-- SELECTED PASSAGE follows --
Saturday, April 24, 2021

The WHOLE Cookie Jar


This week's Camino a Ítaca looks back to a time when I realized that all that glitters is definitely not gold. Despite the face it puts on regarding individual rights, when they come up against entities too big to fail, we know who the winner will be. Click over to read the original in Spanish or read the English below. (PDF en castellano abajo)

I remember it like it was yesterday. There on the news stood the prime minister of the country at the time, Jose Luis Zapatero, smirking like a five-year-old who had just stolen a cookie when he thought his mother wasn’t looking. Next to him stood the president of BBVA, Francisco Gonzalez Rodriguez. His smile was much less naïve and read something along the lines of a cartoon villain. It was the crooked look of the stereotypical bad guy from an 80s movie that had not only stolen a cookie, but had in fact stolen the deed to the entire jar. It was that kind of smile. The two leaders were giving a news conference where they both talked of their shared desire and compromise to make the workplace more flexible, more humane. A shared goal to transform the workplace into a space that would enable working parents to better conciliate their work-life balance.

My Spanish at the time was much weaker than it is now and I turned to my wife to make sure that I was understanding everything correctly, but she had no time to help. She had just come home for a quick bite to eat before having to return to her job at one of Mr. Gonzalez’s bank branches. Even though her contract officially stated that her workday ended at 3pm, she, and the rest of her colleagues who had recently joined the bank were well aware of the fact that those who ‘went the extra mile’ would be the ones that would have their contracts renewed. Those who worked for the hours that they were paid for, well Francisco’s snide grin said it all.

I remember that moment so well because it was one of my first awakenings to the fact the hypocrisy that I had experienced my whole life in North America, was also well-entrenched on this side of the Atlantic. We could delude ourselves in the belief that our ‘western’ democracies valued people’s rights above all else, but when those rights came into conflict with the interests of entities that are ‘too big to fail’, deep down inside we know who the winner will always be.
-- SELECTED PASSAGE concluded --
-- RECORDS SHOWN follows --
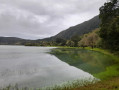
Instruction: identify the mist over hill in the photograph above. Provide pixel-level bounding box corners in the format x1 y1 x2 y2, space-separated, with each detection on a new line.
0 16 100 45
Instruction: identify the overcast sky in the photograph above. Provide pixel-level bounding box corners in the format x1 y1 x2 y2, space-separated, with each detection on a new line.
0 0 106 39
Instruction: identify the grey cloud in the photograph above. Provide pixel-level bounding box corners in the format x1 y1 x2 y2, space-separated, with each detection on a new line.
0 0 106 39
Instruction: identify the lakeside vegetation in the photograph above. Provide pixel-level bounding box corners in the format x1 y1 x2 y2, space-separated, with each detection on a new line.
1 0 119 90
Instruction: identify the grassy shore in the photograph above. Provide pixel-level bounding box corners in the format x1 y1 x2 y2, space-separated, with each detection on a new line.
-- RECORDS SHOWN concluded --
### EXERCISE INSTRUCTIONS
**a)** Answer these questions using the blog post about the BBVA news conference.
(i) Who was the president of BBVA standing next to the prime minister?
(ii) At what time did the wife's contract officially say her workday ended?
(iii) What did the two leaders say they both wanted to make the workplace?
**b)** Retype the part of the blog post about the BBVA news conference that runs from "This week's Camino" to "en castellano abajo)".
The records have no connection to the text.

### ANSWERS IN ORDER
**a)**
(i) Francisco Gonzalez Rodriguez
(ii) 3pm
(iii) More flexible, more humane

**b)**
This week's Camino a Ítaca looks back to a time when I realized that all that glitters is definitely not gold. Despite the face it puts on regarding individual rights, when they come up against entities too big to fail, we know who the winner will be. Click over to read the original in Spanish or read the English below. (PDF en castellano abajo)